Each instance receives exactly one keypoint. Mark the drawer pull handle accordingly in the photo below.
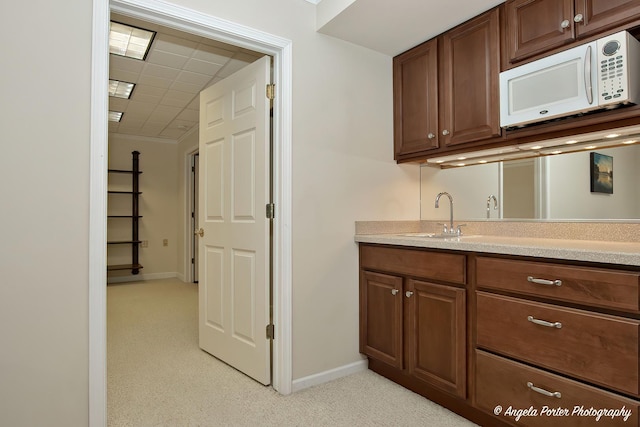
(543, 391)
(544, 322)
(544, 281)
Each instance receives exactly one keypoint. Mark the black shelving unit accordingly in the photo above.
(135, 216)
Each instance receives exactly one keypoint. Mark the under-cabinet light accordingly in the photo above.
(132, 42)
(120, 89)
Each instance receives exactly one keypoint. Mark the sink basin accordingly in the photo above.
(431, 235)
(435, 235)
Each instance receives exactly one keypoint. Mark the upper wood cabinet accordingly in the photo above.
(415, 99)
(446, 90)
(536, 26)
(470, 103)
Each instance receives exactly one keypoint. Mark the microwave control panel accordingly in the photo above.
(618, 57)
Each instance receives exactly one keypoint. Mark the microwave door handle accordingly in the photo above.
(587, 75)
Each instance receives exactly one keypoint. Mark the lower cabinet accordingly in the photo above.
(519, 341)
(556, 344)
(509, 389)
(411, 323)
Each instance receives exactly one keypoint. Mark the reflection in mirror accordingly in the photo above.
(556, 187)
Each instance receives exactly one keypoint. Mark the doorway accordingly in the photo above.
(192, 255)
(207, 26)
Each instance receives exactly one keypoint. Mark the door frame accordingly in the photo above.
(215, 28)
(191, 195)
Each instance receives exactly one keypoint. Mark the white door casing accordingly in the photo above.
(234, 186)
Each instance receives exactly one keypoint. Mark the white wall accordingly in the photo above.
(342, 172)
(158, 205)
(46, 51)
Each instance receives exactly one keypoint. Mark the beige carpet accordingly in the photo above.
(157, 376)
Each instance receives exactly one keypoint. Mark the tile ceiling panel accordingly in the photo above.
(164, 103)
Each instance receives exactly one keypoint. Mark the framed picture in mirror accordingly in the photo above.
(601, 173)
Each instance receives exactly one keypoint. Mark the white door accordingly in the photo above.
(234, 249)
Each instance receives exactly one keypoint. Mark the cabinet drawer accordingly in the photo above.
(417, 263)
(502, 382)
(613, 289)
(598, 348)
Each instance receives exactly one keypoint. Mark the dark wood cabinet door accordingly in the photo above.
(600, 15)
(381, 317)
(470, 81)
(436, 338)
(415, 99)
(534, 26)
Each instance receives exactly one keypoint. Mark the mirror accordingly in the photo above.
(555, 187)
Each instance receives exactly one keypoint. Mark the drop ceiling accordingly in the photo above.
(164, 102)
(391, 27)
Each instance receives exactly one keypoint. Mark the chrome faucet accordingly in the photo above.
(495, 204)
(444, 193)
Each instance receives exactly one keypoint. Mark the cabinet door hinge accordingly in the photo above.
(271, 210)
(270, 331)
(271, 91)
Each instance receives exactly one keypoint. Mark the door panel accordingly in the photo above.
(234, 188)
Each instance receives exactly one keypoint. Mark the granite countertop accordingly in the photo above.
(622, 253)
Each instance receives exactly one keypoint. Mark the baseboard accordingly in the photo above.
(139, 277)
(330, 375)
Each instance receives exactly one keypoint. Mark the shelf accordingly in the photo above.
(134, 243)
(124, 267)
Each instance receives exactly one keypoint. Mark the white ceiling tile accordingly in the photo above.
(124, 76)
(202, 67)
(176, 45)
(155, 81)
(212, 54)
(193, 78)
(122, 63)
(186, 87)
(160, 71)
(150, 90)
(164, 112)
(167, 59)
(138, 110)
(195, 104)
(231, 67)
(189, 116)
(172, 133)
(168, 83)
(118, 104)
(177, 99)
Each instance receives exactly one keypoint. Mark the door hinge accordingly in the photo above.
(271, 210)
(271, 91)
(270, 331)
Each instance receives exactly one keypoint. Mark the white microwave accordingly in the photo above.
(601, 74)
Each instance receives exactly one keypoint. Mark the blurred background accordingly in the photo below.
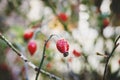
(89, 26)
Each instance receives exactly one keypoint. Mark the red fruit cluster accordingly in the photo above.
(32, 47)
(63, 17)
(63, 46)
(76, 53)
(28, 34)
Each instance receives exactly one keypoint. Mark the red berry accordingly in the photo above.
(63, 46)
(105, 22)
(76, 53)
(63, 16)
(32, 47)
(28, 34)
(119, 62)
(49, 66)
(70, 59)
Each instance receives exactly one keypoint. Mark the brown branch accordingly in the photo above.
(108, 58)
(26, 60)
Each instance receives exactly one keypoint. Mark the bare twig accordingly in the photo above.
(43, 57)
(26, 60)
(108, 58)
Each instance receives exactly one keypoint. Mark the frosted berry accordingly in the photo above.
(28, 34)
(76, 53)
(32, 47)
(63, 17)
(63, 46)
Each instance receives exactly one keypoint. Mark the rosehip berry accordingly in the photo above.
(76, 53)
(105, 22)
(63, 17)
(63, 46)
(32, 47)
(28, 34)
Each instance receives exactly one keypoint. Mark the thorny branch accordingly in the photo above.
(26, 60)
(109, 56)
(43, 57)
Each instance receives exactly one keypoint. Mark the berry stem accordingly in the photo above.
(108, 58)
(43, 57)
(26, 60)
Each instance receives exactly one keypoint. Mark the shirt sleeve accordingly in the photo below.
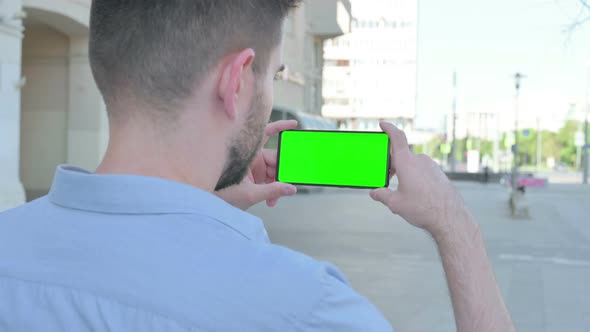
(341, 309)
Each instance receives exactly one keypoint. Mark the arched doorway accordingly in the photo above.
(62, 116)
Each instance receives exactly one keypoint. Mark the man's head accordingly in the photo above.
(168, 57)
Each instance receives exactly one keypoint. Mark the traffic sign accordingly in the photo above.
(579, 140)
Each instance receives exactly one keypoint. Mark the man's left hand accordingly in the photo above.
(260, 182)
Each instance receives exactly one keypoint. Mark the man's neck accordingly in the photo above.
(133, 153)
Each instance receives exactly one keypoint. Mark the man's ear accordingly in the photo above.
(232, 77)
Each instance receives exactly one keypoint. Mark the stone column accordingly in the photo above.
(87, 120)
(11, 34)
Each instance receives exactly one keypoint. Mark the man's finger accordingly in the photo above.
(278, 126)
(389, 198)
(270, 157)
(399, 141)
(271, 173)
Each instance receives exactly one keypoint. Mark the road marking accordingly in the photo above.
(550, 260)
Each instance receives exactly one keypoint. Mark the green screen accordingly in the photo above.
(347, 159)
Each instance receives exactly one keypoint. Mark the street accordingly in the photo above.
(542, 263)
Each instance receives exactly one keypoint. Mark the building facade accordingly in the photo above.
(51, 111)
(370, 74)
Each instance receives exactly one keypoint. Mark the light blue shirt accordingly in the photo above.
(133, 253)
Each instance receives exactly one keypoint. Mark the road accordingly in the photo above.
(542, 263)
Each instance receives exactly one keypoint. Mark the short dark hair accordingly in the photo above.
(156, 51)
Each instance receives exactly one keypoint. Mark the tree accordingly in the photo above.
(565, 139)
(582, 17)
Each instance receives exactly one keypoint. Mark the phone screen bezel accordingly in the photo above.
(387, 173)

....................

Exercise description:
Reproduce exactly the line containing "Each instance receives exactly one keypoint. Mark the green" and every line after it through the end of the records above, and nothing else.

The reply:
Each instance receives exactly one keypoint. Mark the green screen accordingly in the photo above.
(347, 159)
Each instance receives exactly one keypoint. Mark the street accordingly in the photo above.
(542, 263)
Each instance receives exactly one keypoint. Mark the building facade accordingly in the photo above.
(51, 111)
(370, 74)
Each instance receives exactly one keypoint. Mark the light blue shirt accordingly in the photo above.
(133, 253)
Each instance receives exactly one keypoint. Mark the road accordingly in the photo above.
(542, 263)
Each instance receives exactly one keypoint. Mark the short dark hair accordingly in the photo above.
(156, 51)
Each instance receives exactly one keypoint. Mark the tree accordingly in the photo above.
(565, 139)
(582, 17)
Each instance receives exactly one keypoint. Mark the phone screen bezel accordingly in the photo above.
(387, 173)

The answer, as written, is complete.